<<<<
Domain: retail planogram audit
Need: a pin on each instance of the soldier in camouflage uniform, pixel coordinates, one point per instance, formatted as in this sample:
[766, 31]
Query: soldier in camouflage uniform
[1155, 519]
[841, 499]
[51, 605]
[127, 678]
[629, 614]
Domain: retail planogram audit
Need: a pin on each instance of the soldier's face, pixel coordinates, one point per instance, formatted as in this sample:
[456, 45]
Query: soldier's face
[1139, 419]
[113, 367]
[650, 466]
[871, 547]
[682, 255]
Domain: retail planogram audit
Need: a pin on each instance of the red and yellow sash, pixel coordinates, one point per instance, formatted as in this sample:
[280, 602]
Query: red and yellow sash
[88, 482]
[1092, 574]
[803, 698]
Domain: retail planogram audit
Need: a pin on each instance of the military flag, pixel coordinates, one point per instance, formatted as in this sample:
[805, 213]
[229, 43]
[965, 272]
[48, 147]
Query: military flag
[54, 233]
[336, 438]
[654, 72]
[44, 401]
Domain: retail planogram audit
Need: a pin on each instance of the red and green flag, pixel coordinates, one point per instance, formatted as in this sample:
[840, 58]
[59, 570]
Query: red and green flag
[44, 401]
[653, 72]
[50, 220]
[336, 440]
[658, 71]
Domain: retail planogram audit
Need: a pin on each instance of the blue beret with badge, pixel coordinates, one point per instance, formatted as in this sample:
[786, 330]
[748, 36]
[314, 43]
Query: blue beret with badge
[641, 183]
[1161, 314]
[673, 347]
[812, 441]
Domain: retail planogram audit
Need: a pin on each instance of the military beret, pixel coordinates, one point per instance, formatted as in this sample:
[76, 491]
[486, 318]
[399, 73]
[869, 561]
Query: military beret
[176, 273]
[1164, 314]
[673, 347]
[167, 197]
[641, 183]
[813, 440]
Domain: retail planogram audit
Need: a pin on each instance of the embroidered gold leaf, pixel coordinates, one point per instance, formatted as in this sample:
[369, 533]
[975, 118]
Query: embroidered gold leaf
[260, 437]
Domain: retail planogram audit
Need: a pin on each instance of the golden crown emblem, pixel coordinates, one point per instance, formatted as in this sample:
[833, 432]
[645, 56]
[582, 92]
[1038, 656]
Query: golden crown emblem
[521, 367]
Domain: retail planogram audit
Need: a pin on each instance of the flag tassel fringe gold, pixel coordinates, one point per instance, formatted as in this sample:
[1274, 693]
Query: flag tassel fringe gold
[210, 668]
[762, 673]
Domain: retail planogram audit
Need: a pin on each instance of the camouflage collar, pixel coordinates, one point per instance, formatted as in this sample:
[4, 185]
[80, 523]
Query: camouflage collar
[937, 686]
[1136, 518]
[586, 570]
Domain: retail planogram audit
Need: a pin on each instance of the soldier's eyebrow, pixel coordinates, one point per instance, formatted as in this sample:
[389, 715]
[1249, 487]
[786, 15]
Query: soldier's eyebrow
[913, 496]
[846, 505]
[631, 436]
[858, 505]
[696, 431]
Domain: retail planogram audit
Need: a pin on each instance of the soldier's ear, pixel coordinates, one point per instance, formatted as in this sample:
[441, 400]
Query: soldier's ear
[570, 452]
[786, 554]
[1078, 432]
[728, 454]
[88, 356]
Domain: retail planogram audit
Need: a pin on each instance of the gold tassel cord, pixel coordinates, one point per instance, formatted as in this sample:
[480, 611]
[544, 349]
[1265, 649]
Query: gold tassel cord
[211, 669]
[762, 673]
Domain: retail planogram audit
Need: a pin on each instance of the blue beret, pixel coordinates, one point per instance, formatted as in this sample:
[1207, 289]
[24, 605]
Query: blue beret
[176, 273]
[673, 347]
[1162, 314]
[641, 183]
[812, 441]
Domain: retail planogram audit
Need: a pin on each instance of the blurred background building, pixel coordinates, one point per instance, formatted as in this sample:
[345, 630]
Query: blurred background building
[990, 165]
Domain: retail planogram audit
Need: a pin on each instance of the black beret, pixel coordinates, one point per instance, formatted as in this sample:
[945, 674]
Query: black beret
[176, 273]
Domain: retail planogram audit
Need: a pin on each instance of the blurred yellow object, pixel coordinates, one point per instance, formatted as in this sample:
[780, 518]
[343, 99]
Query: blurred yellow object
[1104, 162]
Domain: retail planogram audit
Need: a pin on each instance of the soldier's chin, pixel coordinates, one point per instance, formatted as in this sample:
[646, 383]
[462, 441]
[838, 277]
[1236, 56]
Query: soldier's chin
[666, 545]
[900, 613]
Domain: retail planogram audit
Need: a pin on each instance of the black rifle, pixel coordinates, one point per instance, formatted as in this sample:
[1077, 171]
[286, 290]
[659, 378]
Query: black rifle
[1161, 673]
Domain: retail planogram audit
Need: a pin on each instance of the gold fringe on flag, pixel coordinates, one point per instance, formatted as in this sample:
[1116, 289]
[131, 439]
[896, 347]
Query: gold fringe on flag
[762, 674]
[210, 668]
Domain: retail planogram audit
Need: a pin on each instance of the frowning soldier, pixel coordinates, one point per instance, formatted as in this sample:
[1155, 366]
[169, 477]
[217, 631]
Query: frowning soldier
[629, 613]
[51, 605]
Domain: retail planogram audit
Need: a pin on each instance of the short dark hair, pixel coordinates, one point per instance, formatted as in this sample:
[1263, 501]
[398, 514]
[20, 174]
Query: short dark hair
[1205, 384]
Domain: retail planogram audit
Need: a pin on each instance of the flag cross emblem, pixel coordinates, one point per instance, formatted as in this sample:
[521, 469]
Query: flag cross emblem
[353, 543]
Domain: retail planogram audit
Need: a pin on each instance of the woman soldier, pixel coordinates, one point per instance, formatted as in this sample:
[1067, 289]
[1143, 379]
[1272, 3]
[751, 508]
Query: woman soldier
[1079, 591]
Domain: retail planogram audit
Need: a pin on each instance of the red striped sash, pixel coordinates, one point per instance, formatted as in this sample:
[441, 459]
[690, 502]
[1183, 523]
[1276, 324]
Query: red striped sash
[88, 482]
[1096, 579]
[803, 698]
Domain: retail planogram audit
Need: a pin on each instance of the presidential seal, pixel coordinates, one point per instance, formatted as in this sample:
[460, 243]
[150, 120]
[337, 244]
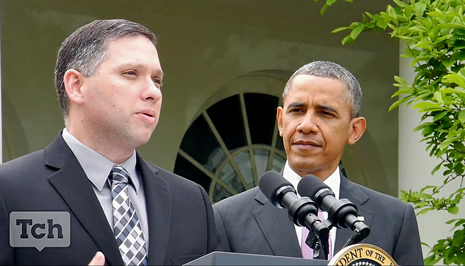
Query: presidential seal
[362, 255]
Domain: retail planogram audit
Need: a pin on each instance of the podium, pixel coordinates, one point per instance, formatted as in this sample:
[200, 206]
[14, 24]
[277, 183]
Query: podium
[232, 258]
[357, 254]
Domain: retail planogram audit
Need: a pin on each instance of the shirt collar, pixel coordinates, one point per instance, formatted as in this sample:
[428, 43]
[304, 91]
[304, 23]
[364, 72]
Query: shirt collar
[333, 181]
[96, 166]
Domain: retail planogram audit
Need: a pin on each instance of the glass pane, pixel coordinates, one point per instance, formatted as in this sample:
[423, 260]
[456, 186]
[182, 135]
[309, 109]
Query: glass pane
[278, 162]
[261, 113]
[226, 115]
[279, 142]
[243, 162]
[261, 160]
[228, 175]
[219, 193]
[200, 143]
[184, 168]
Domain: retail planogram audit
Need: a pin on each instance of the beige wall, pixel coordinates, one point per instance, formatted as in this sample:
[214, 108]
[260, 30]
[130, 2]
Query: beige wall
[209, 49]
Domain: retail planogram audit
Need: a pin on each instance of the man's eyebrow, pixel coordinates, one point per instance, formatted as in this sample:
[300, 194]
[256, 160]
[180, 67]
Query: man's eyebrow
[295, 105]
[327, 108]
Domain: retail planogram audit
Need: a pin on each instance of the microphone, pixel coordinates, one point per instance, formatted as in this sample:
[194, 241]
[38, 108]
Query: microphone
[342, 213]
[302, 211]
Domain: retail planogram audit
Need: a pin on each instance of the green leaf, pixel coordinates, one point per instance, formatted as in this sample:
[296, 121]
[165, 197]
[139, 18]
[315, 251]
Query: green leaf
[355, 32]
[462, 116]
[420, 9]
[401, 4]
[453, 209]
[424, 196]
[347, 40]
[427, 105]
[330, 2]
[340, 29]
[440, 115]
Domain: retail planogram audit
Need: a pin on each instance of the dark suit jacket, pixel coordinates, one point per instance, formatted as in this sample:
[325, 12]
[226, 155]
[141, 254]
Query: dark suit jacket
[250, 223]
[180, 216]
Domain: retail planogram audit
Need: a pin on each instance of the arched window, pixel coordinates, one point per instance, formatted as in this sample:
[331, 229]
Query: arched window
[231, 144]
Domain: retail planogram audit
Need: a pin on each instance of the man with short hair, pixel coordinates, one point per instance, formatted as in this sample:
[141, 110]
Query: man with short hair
[108, 79]
[320, 115]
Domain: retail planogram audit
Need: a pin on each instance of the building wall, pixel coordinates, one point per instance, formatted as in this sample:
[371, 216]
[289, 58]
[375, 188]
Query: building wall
[209, 49]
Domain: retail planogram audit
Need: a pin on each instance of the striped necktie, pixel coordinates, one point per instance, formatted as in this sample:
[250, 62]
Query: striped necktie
[126, 225]
[307, 252]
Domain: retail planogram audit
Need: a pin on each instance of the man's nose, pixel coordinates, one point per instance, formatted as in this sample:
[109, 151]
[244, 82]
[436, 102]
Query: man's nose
[308, 124]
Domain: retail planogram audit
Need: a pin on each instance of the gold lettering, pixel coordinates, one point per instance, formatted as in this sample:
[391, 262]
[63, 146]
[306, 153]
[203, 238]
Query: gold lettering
[379, 257]
[342, 262]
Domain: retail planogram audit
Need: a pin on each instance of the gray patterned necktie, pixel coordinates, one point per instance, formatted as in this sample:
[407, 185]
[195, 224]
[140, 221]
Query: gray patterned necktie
[126, 225]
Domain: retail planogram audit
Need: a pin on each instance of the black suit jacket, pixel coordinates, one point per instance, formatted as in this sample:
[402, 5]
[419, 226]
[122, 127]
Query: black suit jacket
[250, 223]
[180, 216]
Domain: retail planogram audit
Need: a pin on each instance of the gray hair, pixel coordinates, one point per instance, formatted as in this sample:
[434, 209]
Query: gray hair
[86, 48]
[326, 69]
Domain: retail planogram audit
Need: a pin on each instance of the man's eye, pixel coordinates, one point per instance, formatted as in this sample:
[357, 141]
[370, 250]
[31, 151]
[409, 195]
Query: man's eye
[327, 113]
[130, 73]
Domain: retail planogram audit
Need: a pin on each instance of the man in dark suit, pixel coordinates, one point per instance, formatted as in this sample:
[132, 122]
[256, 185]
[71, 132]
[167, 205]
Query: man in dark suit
[119, 207]
[320, 115]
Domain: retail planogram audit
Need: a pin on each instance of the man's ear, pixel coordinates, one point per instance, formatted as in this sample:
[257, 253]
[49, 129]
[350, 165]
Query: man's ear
[279, 118]
[358, 126]
[73, 85]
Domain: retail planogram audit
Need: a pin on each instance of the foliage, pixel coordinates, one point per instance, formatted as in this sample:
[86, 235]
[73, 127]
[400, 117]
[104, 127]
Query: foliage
[434, 33]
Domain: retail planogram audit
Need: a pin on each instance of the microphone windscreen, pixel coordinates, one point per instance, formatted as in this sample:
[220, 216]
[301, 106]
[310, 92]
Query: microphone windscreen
[271, 182]
[309, 185]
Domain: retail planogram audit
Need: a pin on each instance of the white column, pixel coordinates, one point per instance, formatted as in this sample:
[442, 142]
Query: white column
[1, 92]
[415, 166]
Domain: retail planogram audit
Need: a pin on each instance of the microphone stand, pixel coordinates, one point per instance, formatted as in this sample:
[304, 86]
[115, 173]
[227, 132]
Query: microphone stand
[318, 241]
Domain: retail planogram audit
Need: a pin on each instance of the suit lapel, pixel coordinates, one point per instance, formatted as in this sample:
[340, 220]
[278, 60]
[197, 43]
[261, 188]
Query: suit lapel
[277, 228]
[159, 205]
[353, 193]
[76, 190]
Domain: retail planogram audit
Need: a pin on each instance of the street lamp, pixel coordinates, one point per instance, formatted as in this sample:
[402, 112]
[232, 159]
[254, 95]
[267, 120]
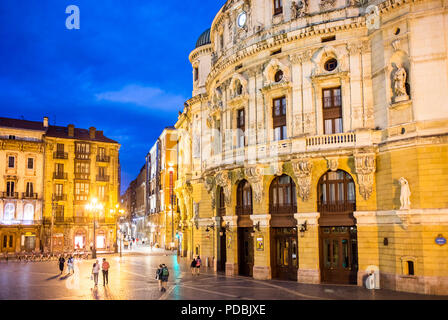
>>>>
Goal
From the rows above, report every line that contains the string "arched", matching case exactly, and copy each such line in full.

Solution for this problem
Need: a pin on each instance of the arched window, pixel coordinates, one point per instance, formatted as in this sample:
Query: arched window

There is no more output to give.